TASK TO CARRY OUT:
This task calls for copying each line below that contains "blurred".
#### DATA SUPPLIED ####
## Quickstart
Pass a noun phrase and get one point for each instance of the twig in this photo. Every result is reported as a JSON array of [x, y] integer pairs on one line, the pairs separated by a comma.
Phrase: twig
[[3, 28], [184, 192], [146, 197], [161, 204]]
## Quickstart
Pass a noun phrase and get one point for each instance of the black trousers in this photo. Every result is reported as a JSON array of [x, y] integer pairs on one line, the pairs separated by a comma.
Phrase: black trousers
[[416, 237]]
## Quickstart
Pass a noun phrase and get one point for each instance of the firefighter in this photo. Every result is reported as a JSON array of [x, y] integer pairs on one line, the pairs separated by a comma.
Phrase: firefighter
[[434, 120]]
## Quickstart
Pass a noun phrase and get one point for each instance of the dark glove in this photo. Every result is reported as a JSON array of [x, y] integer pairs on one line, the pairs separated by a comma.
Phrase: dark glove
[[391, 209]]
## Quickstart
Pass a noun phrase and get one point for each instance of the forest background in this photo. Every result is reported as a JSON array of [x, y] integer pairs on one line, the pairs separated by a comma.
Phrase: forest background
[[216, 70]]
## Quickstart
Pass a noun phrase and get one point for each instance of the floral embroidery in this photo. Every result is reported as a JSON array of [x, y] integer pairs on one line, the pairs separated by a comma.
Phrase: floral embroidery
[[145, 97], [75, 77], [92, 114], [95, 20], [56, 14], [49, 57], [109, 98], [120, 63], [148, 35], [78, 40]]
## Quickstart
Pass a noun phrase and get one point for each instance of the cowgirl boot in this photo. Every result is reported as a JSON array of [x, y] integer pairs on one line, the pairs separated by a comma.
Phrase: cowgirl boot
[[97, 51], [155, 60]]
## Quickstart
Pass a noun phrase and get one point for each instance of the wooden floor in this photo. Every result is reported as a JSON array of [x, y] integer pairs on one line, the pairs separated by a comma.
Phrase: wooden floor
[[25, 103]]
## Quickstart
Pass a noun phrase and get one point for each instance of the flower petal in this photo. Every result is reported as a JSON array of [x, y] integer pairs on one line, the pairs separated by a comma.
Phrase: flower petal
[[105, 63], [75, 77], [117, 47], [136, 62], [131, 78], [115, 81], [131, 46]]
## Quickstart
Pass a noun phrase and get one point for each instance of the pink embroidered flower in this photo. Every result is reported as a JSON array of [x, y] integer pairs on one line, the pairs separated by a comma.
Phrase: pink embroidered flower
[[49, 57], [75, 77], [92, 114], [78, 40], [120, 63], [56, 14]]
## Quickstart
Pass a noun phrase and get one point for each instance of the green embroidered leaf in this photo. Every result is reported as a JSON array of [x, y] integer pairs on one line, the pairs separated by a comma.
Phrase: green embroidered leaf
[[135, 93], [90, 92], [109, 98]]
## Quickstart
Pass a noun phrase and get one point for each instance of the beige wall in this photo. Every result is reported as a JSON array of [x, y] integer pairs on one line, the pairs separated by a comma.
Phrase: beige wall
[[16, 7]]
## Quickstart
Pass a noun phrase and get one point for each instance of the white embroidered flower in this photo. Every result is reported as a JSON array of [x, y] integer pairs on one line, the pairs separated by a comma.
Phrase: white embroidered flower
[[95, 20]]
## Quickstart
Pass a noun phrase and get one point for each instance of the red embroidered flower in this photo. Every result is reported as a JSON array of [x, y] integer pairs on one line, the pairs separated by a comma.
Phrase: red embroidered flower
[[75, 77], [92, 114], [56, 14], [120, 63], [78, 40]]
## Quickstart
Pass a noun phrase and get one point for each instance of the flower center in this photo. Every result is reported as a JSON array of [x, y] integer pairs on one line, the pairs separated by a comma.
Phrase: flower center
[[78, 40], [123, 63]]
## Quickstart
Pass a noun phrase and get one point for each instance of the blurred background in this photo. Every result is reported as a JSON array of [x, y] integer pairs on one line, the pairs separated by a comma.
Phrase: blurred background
####
FINISHED TASK:
Pass a noun phrase and get one point for each instance of the blurred background in this photo. Every result is reported as a JSON array of [x, y] integer pairs on one line, the pairs separated by a comma.
Phrase: blurred background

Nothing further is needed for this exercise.